▶ SHORT TASK: Collect every line below that contains the word "target".

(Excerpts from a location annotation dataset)
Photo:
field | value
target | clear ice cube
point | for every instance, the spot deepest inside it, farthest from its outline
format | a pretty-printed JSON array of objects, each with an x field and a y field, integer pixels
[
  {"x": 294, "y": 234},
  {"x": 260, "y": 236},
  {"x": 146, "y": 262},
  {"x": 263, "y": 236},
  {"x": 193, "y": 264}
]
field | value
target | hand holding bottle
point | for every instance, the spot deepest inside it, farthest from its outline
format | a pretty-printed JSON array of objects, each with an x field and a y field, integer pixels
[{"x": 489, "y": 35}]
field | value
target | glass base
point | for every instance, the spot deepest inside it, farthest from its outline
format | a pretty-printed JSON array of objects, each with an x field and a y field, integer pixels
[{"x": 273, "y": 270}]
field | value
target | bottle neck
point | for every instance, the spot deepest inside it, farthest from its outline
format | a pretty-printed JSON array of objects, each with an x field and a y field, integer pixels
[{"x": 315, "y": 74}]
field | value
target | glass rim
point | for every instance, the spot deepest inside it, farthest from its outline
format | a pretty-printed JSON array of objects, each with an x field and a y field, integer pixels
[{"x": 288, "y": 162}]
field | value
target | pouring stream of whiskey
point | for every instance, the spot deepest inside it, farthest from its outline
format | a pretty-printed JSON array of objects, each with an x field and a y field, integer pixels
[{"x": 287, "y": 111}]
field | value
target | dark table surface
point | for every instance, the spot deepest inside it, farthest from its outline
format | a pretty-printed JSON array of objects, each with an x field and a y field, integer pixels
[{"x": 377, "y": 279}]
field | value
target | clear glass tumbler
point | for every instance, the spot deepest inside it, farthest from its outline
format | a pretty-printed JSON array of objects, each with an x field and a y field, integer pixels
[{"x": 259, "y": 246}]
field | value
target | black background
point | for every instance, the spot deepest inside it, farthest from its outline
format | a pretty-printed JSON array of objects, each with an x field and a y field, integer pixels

▶ SOLUTION:
target | clear ice cube
target | hand holding bottle
target | glass base
target | bottle neck
target | glass rim
target | pouring stream of whiskey
target | dark table surface
target | clear glass tumbler
target | black background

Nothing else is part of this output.